──────── Given records

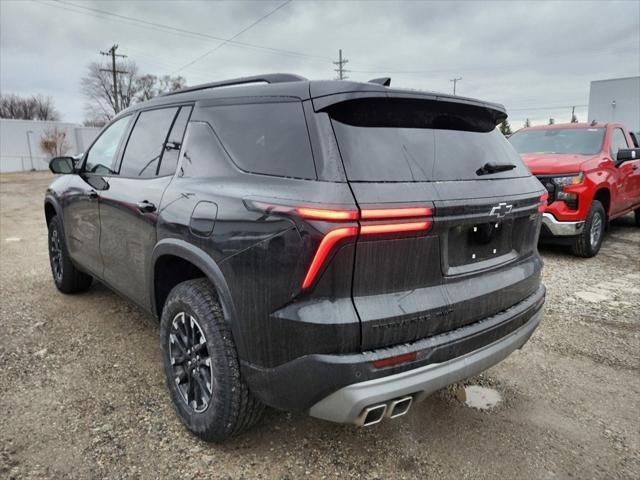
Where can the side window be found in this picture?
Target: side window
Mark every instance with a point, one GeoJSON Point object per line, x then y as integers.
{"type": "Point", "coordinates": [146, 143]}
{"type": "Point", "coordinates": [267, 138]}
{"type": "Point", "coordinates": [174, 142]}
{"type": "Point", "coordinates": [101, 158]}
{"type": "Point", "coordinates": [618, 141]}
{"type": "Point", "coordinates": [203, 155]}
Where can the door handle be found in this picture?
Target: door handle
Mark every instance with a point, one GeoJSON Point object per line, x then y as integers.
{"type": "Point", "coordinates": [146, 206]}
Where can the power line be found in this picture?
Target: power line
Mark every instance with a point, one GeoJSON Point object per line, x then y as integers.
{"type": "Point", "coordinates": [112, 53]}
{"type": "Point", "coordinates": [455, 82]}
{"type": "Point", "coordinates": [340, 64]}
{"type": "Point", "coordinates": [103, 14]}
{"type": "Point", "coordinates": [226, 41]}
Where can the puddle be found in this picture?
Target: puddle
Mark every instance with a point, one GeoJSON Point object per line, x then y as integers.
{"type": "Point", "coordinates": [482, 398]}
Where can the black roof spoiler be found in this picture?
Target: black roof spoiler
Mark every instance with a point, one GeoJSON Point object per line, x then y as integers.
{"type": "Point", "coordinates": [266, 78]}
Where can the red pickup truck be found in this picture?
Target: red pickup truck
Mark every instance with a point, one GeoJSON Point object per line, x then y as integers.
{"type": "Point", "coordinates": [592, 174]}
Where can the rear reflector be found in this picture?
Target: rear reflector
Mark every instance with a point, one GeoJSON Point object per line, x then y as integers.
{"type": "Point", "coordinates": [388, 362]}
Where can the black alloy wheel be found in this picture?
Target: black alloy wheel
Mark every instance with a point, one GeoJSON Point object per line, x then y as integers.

────────────────

Stated exercise:
Reproduce all of the material above verbatim, leaving the pictures out.

Solution for this task:
Where can the side window be found in this picture?
Target: side window
Mark every instance with a point, one GeoJSON Point object per line, x then y as integers.
{"type": "Point", "coordinates": [146, 143]}
{"type": "Point", "coordinates": [267, 138]}
{"type": "Point", "coordinates": [174, 142]}
{"type": "Point", "coordinates": [101, 158]}
{"type": "Point", "coordinates": [618, 141]}
{"type": "Point", "coordinates": [203, 155]}
Where can the door handle be found in this picture?
Target: door handle
Mark every instance with a point, one GeoJSON Point object per line, x then y as integers.
{"type": "Point", "coordinates": [146, 206]}
Where can the power line be found in this picture?
Target: power line
Mark every instance with a point, one GeoJSON Point object per line, x then y as integers.
{"type": "Point", "coordinates": [112, 53]}
{"type": "Point", "coordinates": [455, 82]}
{"type": "Point", "coordinates": [340, 64]}
{"type": "Point", "coordinates": [103, 14]}
{"type": "Point", "coordinates": [226, 41]}
Where can the puddle be found in this picture?
Target: puddle
Mark every instance with a point, one GeoJSON Point object per line, x then y as integers.
{"type": "Point", "coordinates": [482, 398]}
Where can the black roof spoiler be found in this picture?
Target: black roof spoiler
Mark every instance with a point, one GeoJSON Point object per line, x then y as integers.
{"type": "Point", "coordinates": [266, 78]}
Where can the red pickup truck be found in this picture?
Target: red pickup truck
Mark every instance with a point, one GeoJSON Point object per line, x then y as integers.
{"type": "Point", "coordinates": [592, 174]}
Where can the rear reflector be found in this picture?
Target: rear reflector
Mark every instance with a point, one GeoJSON Point object per line, x then y as integers.
{"type": "Point", "coordinates": [388, 362]}
Where can the black alloy wheel be found in this picture?
Target: black alloy wheel
Mark every instance with a point, one GeoJSON Point object per line, x then y as integers.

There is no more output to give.